▶ Extracted text
Segment Open
During World War II, Stevens Institute of Applied Science was one of 131 colleges and universities nationally that took part in the V-12 Navy College Training Program which offered students a path to a Navy commission. During this time, the institute was also honored by the naming of the Victory Ship, SS Stevens Victory, a merchant cargo ship built by the Bethlehem Fairfield Shipyard at Baltimore. Launched on May 29, 1945, the ship was one of 150 named for U.S. colleges and universities.

In 1959, the undergraduate engineering degree was changed to the bachelor of engineering (B.E.) to reflect the broad-based interdisciplinary engineering curriculum (the M.E. degree of that time was a baccalaureate degree, not to be confused with the present Engineer's degree, which is a terminal professional graduate degree).

Also in 1959, the land occupied by the 40-room Victorian mansion, "Castle Stevens" or "Villa on the Hudson", was repurposed for the 14-story administration building completed in 1962, later renamed the Wesley J. Howe Building. During its tenure as a campus building starting in 1911, it served as a dormitory, cafeteria and office space. The unsupported cantilevered staircase, with its elegant hand-carved balustrade, was one of only two such "floating staircases" in America.

The SS Stevens, a 473-foot, 14,893-ton ship, served as a floating dormitory from 1968 to 1975 for approximately 150 students. Moored on the Hudson River at the foot of campus across from New York City, this first collegiate floating dormitory became one of the best-known college landmarks in the country. Following the sale of the ship, students of the Class of 1975 presented funds to the institute for the preparation of a site on Wittpenn Walk where one of Stevens' six-ton anchors was placed in tribute to "the Ship." On the day Stevens was towed away, the alumni association recounted sentiments in its journal, "She disappeared into the fog and into our hearts."

Stevens' graduate program admitted women for the first time in 1967. Stevens' undergraduate program began admitting women in 1971. The Class of 1975 matriculated 19 women, and 50 years later, women make up more than 30 percent of undergraduates. The change in demographics eventually led to the establishment of the Lore-El Center for Women's Leadership, named for Lore E. Feiler, to promote the empowerment of women at Stevens.
Segment Closed
▶ Required action A
Retype the Stevens history passage, starting at "In 1959, the undergraduate" and ending at "professional graduate degree).".
▶ Required action B
According to the Stevens history passage, which shipyard built the SS Stevens Victory?

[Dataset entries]
Segment Open
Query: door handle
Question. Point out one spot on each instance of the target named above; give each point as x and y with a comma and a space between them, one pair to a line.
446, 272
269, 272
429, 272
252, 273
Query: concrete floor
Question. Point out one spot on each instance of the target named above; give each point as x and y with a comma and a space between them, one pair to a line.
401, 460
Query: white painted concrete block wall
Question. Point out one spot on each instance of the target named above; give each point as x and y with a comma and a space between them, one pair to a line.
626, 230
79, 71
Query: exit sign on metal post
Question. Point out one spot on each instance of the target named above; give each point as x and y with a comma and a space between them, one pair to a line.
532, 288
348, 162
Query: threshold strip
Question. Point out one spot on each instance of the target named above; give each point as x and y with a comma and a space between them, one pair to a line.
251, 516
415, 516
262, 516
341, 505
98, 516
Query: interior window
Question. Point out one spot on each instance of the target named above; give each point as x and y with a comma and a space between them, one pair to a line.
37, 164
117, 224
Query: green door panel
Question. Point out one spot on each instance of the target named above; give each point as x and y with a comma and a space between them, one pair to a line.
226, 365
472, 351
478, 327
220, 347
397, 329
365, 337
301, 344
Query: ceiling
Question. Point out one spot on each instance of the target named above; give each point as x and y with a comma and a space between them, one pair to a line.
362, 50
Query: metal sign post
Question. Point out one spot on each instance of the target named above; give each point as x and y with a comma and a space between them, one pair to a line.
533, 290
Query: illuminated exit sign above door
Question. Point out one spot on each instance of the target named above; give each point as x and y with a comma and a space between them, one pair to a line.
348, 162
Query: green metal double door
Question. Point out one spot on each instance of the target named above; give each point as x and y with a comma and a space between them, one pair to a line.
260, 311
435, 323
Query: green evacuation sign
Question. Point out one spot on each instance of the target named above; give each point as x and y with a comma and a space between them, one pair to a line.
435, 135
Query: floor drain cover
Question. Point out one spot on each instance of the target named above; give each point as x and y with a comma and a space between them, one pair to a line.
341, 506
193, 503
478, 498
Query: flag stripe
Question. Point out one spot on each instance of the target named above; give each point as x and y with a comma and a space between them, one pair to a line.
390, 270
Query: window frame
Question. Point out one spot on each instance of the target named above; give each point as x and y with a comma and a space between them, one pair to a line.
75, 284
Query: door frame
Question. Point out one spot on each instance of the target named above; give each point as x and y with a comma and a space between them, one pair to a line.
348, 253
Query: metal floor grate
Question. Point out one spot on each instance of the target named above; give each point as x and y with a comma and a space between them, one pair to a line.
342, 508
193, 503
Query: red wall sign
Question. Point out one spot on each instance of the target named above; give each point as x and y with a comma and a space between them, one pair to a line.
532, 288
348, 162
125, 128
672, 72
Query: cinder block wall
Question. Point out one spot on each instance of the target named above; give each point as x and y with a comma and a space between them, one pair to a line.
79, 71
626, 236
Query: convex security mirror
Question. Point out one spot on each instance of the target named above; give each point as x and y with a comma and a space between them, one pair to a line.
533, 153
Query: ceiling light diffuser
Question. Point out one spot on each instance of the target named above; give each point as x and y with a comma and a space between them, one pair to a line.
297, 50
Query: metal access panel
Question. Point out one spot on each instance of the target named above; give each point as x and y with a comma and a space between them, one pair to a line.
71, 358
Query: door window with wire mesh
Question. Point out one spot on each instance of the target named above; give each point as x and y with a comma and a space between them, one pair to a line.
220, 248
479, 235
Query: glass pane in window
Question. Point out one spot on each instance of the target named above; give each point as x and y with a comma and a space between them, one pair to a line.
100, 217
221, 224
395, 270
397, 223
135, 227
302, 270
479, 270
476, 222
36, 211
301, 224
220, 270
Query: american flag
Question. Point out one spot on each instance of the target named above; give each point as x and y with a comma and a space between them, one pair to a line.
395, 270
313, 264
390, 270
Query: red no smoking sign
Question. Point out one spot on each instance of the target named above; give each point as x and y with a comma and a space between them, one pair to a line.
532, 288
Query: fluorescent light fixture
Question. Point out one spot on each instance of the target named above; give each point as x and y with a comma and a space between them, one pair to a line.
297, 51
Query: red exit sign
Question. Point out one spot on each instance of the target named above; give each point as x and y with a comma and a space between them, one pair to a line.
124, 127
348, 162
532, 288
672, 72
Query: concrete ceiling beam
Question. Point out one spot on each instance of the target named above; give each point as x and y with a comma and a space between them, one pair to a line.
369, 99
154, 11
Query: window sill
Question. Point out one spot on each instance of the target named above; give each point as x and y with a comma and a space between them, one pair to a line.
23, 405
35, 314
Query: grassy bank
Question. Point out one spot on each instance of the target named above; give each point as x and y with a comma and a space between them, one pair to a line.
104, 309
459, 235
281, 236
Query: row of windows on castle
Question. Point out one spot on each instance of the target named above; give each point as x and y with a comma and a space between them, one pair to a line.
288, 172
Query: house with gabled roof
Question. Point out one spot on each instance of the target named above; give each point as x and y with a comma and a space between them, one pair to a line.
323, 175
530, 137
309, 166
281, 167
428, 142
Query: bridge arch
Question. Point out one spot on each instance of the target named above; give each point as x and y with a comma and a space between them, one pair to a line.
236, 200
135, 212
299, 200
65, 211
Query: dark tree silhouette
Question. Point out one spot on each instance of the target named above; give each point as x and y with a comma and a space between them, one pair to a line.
Segment Closed
▶ Written solution A
In 1959, the undergraduate engineering degree was changed to the bachelor of engineering (B.E.) to reflect the broad-based interdisciplinary engineering curriculum (the M.E. degree of that time was a baccalaureate degree, not to be confused with the present Engineer's degree, which is a terminal professional graduate degree).

▶ Written solution B
The Bethlehem Fairfield Shipyard at Baltimore built it.